> _Exercise details_
Each entry needs to be duplicated exactly.

> _Excerpted records_
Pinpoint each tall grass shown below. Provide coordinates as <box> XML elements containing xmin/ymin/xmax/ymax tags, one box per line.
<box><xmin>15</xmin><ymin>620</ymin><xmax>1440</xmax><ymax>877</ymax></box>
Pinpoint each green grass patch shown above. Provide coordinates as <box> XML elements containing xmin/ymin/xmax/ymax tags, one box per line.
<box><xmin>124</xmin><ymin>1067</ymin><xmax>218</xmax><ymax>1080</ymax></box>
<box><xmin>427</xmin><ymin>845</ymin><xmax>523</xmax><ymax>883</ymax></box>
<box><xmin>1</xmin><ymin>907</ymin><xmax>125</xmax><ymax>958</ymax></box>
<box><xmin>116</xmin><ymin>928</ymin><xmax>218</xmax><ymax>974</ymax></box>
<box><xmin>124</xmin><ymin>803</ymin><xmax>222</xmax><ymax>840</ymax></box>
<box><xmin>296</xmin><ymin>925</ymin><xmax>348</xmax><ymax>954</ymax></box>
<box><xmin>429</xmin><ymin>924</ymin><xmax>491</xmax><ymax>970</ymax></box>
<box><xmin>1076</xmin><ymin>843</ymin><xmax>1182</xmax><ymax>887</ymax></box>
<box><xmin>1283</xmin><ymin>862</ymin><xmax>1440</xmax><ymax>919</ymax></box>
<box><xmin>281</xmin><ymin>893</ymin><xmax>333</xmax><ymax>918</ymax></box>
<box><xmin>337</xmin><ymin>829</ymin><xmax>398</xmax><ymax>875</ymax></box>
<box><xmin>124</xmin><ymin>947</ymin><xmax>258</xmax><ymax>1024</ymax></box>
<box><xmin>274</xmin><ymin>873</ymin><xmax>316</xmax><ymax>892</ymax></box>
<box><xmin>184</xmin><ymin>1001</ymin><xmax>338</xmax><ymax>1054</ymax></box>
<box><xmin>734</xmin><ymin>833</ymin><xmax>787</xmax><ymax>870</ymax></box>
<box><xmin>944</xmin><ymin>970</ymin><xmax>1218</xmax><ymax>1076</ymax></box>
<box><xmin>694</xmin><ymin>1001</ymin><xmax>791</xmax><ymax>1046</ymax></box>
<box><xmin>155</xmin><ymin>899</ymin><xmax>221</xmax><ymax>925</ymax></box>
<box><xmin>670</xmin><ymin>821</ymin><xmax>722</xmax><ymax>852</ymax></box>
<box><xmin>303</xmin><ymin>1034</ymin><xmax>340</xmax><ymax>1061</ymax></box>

> _Task answer_
Pinpoint each tall grass shown below. Provide coordinates as <box> XML elements containing xmin/ymin/xmax/ymax tags, one box per line.
<box><xmin>15</xmin><ymin>620</ymin><xmax>1440</xmax><ymax>877</ymax></box>
Pinpoint each green grass patch shown above. Provide coordinates as <box> XML elements containing xmin/ymin/xmax/ymax tags, one box per line.
<box><xmin>124</xmin><ymin>1067</ymin><xmax>218</xmax><ymax>1080</ymax></box>
<box><xmin>427</xmin><ymin>845</ymin><xmax>523</xmax><ymax>883</ymax></box>
<box><xmin>1</xmin><ymin>907</ymin><xmax>125</xmax><ymax>958</ymax></box>
<box><xmin>116</xmin><ymin>928</ymin><xmax>218</xmax><ymax>974</ymax></box>
<box><xmin>124</xmin><ymin>803</ymin><xmax>222</xmax><ymax>840</ymax></box>
<box><xmin>296</xmin><ymin>925</ymin><xmax>348</xmax><ymax>954</ymax></box>
<box><xmin>429</xmin><ymin>924</ymin><xmax>491</xmax><ymax>970</ymax></box>
<box><xmin>1076</xmin><ymin>843</ymin><xmax>1182</xmax><ymax>887</ymax></box>
<box><xmin>1283</xmin><ymin>862</ymin><xmax>1440</xmax><ymax>919</ymax></box>
<box><xmin>281</xmin><ymin>893</ymin><xmax>333</xmax><ymax>918</ymax></box>
<box><xmin>337</xmin><ymin>829</ymin><xmax>398</xmax><ymax>875</ymax></box>
<box><xmin>124</xmin><ymin>947</ymin><xmax>258</xmax><ymax>1024</ymax></box>
<box><xmin>274</xmin><ymin>873</ymin><xmax>316</xmax><ymax>892</ymax></box>
<box><xmin>184</xmin><ymin>1001</ymin><xmax>338</xmax><ymax>1054</ymax></box>
<box><xmin>734</xmin><ymin>833</ymin><xmax>787</xmax><ymax>870</ymax></box>
<box><xmin>944</xmin><ymin>970</ymin><xmax>1218</xmax><ymax>1076</ymax></box>
<box><xmin>694</xmin><ymin>1001</ymin><xmax>791</xmax><ymax>1046</ymax></box>
<box><xmin>155</xmin><ymin>899</ymin><xmax>221</xmax><ymax>925</ymax></box>
<box><xmin>670</xmin><ymin>821</ymin><xmax>722</xmax><ymax>852</ymax></box>
<box><xmin>303</xmin><ymin>1034</ymin><xmax>340</xmax><ymax>1061</ymax></box>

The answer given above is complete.